### Your goal
Reproduce the lines from the first one through the line containing "305 615 L 289", inclusive.

◇ ◇ ◇ ◇ ◇ ◇ ◇

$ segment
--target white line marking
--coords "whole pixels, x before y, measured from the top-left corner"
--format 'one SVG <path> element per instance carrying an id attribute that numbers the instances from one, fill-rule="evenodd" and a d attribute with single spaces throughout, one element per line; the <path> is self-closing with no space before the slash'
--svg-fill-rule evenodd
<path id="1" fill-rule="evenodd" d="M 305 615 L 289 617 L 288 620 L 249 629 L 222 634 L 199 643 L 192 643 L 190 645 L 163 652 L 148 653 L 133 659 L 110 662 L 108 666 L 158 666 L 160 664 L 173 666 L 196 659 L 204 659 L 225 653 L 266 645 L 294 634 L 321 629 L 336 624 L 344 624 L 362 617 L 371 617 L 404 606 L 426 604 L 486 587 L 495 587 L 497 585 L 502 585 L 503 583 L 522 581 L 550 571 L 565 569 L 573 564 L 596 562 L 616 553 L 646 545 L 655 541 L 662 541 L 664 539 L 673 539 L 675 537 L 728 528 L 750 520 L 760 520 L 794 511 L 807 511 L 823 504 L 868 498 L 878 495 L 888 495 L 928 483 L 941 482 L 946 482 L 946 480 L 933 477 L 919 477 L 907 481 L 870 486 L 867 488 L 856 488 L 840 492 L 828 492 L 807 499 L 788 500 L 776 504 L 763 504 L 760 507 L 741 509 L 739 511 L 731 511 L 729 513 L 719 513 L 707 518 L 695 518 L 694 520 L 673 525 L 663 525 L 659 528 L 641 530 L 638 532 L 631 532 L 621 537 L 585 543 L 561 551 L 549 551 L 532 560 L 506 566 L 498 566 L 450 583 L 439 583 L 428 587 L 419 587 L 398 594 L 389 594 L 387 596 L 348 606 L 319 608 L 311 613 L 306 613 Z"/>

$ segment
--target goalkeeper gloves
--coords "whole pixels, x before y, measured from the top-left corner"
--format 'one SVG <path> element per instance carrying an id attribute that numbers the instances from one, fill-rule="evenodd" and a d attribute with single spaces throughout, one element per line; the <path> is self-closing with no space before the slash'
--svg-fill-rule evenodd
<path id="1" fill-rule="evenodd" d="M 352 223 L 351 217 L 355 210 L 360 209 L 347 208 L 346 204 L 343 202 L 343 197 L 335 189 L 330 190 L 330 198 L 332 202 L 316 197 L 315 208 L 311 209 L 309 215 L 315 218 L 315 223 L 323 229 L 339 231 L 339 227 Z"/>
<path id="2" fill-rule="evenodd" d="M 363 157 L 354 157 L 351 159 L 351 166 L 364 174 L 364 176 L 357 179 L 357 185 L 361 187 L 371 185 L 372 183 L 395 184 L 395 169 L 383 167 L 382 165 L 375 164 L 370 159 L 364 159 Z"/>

◇ ◇ ◇ ◇ ◇ ◇ ◇

### Response for this exercise
$ segment
--target white line marking
--coords "whole pixels, x before y, measured from the top-left corner"
--format 'one SVG <path> element per instance carrying an id attribute that numbers the instances from one, fill-rule="evenodd" and a d attribute with single spaces throughout, one element per line; the <path> is self-closing with no space before the slash'
--svg-fill-rule evenodd
<path id="1" fill-rule="evenodd" d="M 305 615 L 289 617 L 288 620 L 249 629 L 222 634 L 199 643 L 192 643 L 190 645 L 163 652 L 148 653 L 133 659 L 110 662 L 108 666 L 158 666 L 160 664 L 173 666 L 196 659 L 204 659 L 225 653 L 266 645 L 294 634 L 321 629 L 336 624 L 344 624 L 362 617 L 371 617 L 404 606 L 426 604 L 486 587 L 495 587 L 497 585 L 502 585 L 503 583 L 522 581 L 550 571 L 565 569 L 573 564 L 596 562 L 616 553 L 646 545 L 655 541 L 662 541 L 664 539 L 673 539 L 675 537 L 728 528 L 750 520 L 760 520 L 794 511 L 807 511 L 823 504 L 868 498 L 878 495 L 888 495 L 928 483 L 941 482 L 946 482 L 946 480 L 933 477 L 919 477 L 907 481 L 870 486 L 867 488 L 856 488 L 840 492 L 828 492 L 807 499 L 788 500 L 776 504 L 763 504 L 760 507 L 741 509 L 739 511 L 731 511 L 729 513 L 719 513 L 707 518 L 695 518 L 694 520 L 673 525 L 663 525 L 659 528 L 641 530 L 638 532 L 631 532 L 621 537 L 585 543 L 561 551 L 549 551 L 532 560 L 506 566 L 498 566 L 450 583 L 439 583 L 428 587 L 419 587 L 398 594 L 389 594 L 387 596 L 348 606 L 319 608 L 311 613 L 306 613 Z"/>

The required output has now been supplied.